I’ve been enjoying Sally’s Baking Addiction blog – there are lots of good recipes on there and they’re all very easy. Nice! I made Sally’s Peanut Butter Frosting for some chocolate cupcakes for my husband’s birthday. Sooooo good.

She has a few recipes for Baked Donuts! I was like, Baked Donuts? I’ve stayed away from donuts (actually in Canada we call them doughnuts) since I found out the calorie count from one french cruller. It’s been sad; donuts and baked goods are my favourite things. Once in a while I’ll have a donut hole but that’s it. So the idea of donuts that are baked was a revelation and I immediately got some baked donut pans and set to work:

I made some vanilla donuts with strawberry frosting from Sally’s blog – I found that the donuts essentially tasted like muffins in a ring shape and the recipe was very muffin-y (dry ingredients; wet ingredients, oil-based, etc.) so there’s no surprise there. The icing was quite nice; the girls said the doughnuts looked like big doughnut strawberry Pocky and kind of tasted like it too.

Next I tried chocolate donuts from the Bakerita blog, another fun baking site. These were wonderful and very quick to make:

Baked Chocolate Cake Doughnuts

I’ve made some edits; here’s Bakerita’s original recipe.

  • 1 c. all purpose flour
  • 2 T. cocoa
  • 1 t. baking powder
  • 1/4 t. baking soda
  • 5 T. sugar
  • 1/2 t. nutmeg
  • 1/2 t. salt
  • 2 T. unsalted butter, cold
  • 1/2 c. buttermilk
  • 1 t. vanilla
  • 1 egg

Oven: 350

Spray 2 doughnut pans with nonstick spray. In the bowl of a food processor put the flour, cocoa, baking powder and soda, salt, sugar, and nutmeg. Pulse to combine. Add the butter and pulse until crumbly. Turn out into a medium bowl.

Combine the buttermilk, vanilla, and egg. Add to the flour mixture and stir until almost but not quite combined. Spoon into a Ziploc bag or pastry bag (this process will finish the mixing) and pipe into the doughnut forms.

Bake for about 8 minutes or until doughnuts spring back when touched (toothpick test is also a good indicator). Let cool on wire rack before glazing.

+ + +

* **TASK LIST**:
1. In the donut post, how long are the chocolate doughnuts baked?
2. Repeat the donut post from "Spray 2 doughnut" to "rack before glazing.".
The records have no connection to the donut post.

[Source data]

+ + +

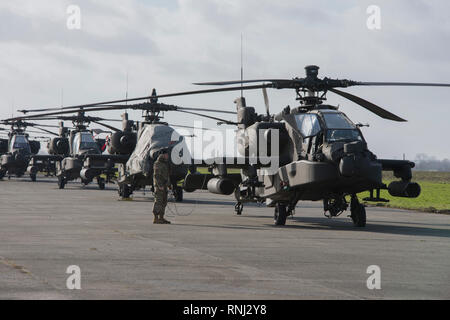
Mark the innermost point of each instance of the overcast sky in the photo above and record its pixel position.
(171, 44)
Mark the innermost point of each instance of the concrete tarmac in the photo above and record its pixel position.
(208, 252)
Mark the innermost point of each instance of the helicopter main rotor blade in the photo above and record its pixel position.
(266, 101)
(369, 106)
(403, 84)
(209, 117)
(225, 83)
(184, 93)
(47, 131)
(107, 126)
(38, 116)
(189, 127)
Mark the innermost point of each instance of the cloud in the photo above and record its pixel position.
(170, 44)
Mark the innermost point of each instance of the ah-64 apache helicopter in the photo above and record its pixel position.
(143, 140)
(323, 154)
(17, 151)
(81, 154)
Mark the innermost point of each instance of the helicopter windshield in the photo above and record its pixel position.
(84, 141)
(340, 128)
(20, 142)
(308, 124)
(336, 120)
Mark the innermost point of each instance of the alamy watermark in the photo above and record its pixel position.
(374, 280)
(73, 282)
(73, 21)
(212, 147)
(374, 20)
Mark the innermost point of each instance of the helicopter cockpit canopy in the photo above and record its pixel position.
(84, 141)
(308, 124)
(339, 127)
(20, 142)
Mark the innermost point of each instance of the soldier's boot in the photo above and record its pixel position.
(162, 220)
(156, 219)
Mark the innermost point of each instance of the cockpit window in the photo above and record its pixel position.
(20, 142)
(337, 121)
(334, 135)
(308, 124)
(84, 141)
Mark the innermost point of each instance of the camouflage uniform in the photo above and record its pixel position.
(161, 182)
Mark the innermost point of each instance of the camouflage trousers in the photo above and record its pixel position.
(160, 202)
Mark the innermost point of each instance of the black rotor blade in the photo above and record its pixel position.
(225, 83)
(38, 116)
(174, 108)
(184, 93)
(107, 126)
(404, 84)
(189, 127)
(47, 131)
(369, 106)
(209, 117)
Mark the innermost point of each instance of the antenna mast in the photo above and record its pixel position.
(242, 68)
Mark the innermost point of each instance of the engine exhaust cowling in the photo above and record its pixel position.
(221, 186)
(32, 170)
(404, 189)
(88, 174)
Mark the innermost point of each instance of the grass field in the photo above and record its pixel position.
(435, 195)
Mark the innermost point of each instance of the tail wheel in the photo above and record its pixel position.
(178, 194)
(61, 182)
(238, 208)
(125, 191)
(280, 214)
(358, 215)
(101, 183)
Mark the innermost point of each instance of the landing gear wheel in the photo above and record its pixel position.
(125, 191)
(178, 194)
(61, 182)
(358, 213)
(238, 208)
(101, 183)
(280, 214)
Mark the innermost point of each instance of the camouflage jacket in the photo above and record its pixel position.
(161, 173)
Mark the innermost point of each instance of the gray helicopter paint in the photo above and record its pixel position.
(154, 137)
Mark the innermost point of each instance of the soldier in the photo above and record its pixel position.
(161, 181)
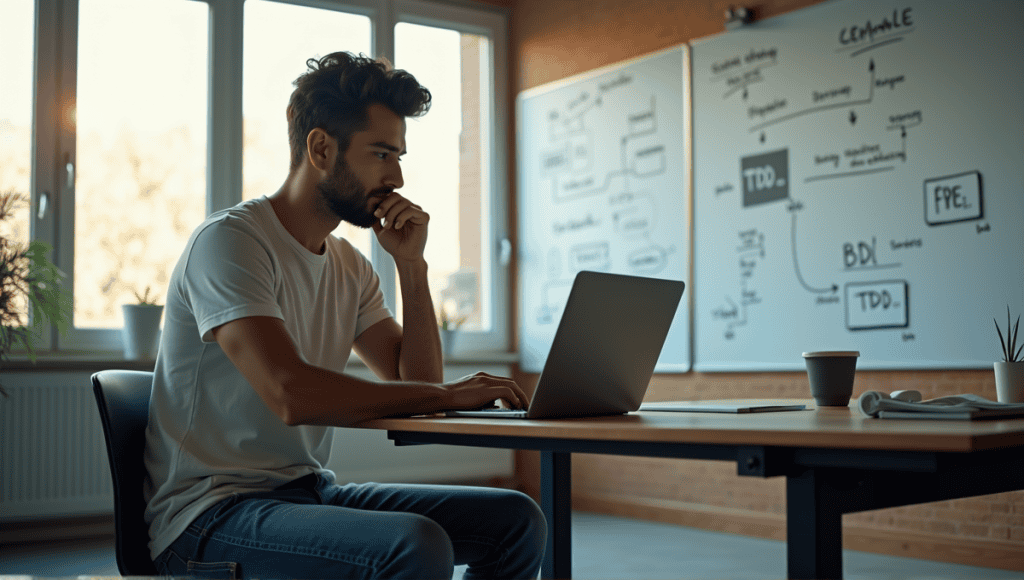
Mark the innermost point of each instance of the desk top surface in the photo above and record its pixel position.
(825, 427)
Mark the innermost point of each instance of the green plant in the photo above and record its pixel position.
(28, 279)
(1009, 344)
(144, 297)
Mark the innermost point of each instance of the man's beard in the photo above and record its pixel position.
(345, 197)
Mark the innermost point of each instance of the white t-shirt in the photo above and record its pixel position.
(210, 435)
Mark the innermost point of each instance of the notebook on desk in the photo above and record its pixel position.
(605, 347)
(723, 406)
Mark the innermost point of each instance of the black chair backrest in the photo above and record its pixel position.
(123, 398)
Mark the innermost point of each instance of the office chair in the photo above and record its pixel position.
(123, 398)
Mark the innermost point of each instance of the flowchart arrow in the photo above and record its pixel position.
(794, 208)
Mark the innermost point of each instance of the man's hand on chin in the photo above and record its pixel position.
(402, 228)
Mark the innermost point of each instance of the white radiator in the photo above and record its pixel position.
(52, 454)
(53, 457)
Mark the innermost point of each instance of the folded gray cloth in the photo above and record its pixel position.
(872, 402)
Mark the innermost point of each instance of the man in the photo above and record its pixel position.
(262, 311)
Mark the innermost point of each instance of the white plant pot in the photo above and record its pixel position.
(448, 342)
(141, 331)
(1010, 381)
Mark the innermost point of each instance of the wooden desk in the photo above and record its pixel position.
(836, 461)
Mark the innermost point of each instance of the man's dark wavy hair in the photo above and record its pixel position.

+ + +

* **SOLUTIONS TO THE EXERCISE**:
1. About 8 minutes, or until they spring back when touched.

2.
Spray 2 doughnut pans with nonstick spray. In the bowl of a food processor put the flour, cocoa, baking powder and soda, salt, sugar, and nutmeg. Pulse to combine. Add the butter and pulse until crumbly. Turn out into a medium bowl.

Combine the buttermilk, vanilla, and egg. Add to the flour mixture and stir until almost but not quite combined. Spoon into a Ziploc bag or pastry bag (this process will finish the mixing) and pipe into the doughnut forms.

Bake for about 8 minutes or until doughnuts spring back when touched (toothpick test is also a good indicator). Let cool on wire rack before glazing.